## WORK REQUIRED
Copy out all of the material, matching it word for word.

=== AVAILABLE RECORDS ===

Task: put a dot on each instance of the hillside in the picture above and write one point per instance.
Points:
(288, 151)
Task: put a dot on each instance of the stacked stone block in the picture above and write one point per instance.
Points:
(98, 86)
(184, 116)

===

## FULL ANSWER
Task: put a dot on each instance of the hillside in the picture above and write one point per instance.
Points:
(288, 151)
Task: put a dot on each instance of the stacked stone block in the picture above and write one point per instance.
Points:
(98, 86)
(184, 116)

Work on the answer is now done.